■ **Problem to work on**
Starting at the line that contains "trim in the photograph above." and ending at the last of the entries below, rewrite every line, requests included, and scale each point coordinate in the answers by 1.2, rounding to whole numbers with halves rounded up. Leave the pictures out of your answer.

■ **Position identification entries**
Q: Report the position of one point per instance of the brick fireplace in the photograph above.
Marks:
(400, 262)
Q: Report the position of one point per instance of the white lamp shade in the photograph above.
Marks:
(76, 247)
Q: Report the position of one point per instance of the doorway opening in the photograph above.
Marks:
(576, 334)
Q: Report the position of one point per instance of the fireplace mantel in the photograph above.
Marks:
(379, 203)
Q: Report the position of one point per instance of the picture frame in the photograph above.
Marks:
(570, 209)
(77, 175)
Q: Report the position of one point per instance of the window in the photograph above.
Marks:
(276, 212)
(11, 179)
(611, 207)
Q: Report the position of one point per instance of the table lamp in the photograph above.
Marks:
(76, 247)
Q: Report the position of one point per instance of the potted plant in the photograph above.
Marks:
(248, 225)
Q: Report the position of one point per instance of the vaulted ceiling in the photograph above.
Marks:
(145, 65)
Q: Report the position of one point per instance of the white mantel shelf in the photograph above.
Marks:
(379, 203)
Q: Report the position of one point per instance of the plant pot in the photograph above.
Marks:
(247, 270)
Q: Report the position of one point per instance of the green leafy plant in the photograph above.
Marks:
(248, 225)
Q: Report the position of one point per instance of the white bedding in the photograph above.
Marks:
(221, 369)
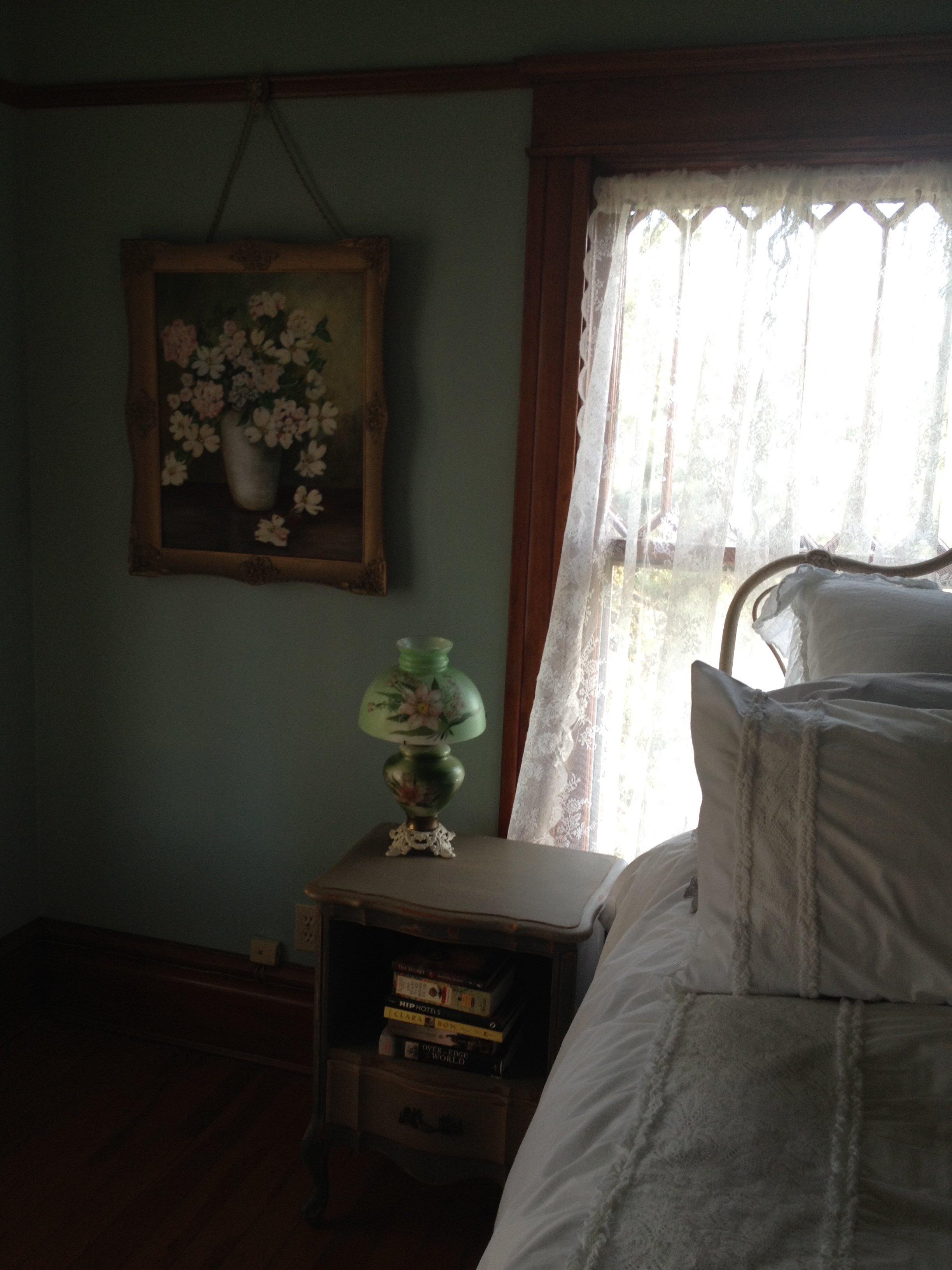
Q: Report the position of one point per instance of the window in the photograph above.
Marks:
(765, 367)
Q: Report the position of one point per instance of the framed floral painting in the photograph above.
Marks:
(256, 410)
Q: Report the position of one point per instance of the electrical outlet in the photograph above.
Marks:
(306, 928)
(266, 952)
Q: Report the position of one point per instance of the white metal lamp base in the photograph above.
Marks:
(407, 838)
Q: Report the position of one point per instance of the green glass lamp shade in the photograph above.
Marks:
(423, 700)
(423, 704)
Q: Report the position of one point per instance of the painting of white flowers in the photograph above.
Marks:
(256, 410)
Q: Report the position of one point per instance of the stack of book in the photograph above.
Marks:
(455, 1007)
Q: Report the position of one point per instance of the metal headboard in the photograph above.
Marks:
(823, 561)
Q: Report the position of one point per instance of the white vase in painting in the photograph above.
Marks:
(253, 468)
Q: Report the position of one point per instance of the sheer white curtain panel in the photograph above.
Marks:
(765, 367)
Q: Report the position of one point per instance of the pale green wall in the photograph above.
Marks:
(197, 740)
(18, 865)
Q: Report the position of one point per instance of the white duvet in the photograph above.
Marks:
(645, 1152)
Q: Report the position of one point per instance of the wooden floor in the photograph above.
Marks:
(125, 1155)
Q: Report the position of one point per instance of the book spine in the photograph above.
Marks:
(448, 1025)
(471, 1001)
(445, 977)
(441, 1056)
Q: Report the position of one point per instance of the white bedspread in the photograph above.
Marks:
(592, 1089)
(635, 1160)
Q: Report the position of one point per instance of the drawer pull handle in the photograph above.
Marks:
(448, 1124)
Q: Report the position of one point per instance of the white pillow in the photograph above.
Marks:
(922, 691)
(824, 846)
(828, 624)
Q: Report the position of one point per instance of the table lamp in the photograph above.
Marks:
(423, 704)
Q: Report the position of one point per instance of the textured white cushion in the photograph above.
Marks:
(828, 624)
(824, 846)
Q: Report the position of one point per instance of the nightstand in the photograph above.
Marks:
(442, 1124)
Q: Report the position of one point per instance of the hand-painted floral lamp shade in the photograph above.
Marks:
(423, 704)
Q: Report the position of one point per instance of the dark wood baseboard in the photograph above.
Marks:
(19, 981)
(171, 992)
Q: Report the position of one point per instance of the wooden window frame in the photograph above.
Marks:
(833, 102)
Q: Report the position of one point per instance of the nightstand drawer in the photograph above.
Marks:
(407, 1109)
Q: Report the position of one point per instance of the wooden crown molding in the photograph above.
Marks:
(196, 92)
(725, 59)
(522, 73)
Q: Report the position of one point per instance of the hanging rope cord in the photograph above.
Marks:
(259, 100)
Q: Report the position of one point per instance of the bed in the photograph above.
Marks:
(761, 1074)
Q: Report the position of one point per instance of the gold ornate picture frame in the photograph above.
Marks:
(256, 410)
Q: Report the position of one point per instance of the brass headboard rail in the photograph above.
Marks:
(823, 561)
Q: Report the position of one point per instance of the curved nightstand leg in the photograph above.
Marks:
(314, 1149)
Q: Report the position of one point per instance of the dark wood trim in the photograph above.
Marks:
(19, 982)
(196, 92)
(178, 994)
(723, 59)
(522, 73)
(560, 198)
(870, 101)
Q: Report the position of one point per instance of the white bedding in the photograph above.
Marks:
(574, 1136)
(587, 1127)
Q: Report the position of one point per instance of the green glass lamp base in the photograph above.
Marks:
(423, 779)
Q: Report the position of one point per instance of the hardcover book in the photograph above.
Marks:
(457, 965)
(452, 1040)
(424, 1014)
(450, 1056)
(490, 982)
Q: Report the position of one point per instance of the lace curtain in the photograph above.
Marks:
(765, 367)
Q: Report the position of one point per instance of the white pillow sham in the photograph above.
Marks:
(824, 846)
(921, 691)
(828, 624)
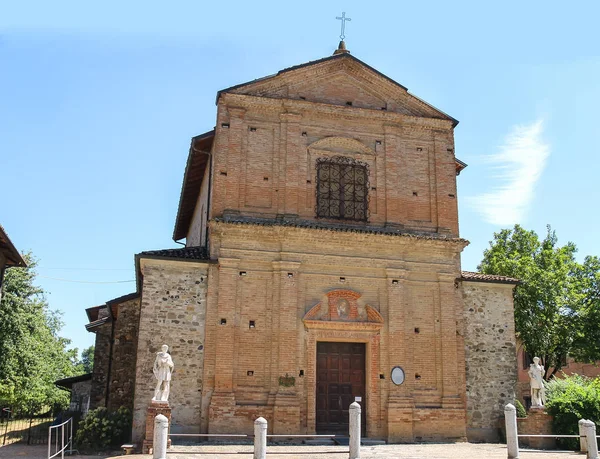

■ **Solution for this exercise**
Q: Report the position of one point per instance of the dark wood trim in the photograph above.
Marks:
(23, 1178)
(235, 110)
(214, 1193)
(868, 71)
(626, 88)
(672, 238)
(1044, 121)
Q: Report the position of one point per instance of the white bedding in the photograph above.
Marks:
(689, 1363)
(704, 1352)
Q: Report the position of one point per instance of the green glass lamp base in the photograph above.
Marks:
(508, 935)
Q: Report the position of one point per instance of the hardcover book in the photograph above.
Marks:
(548, 1158)
(542, 1248)
(509, 1217)
(540, 1267)
(588, 1178)
Q: Report the position of one point per instance of the lace curtain in the photograph above.
Marks:
(918, 440)
Q: Report the position of one point per instance of the white pillow sham in the photograph above.
Marks:
(989, 1015)
(1105, 829)
(994, 749)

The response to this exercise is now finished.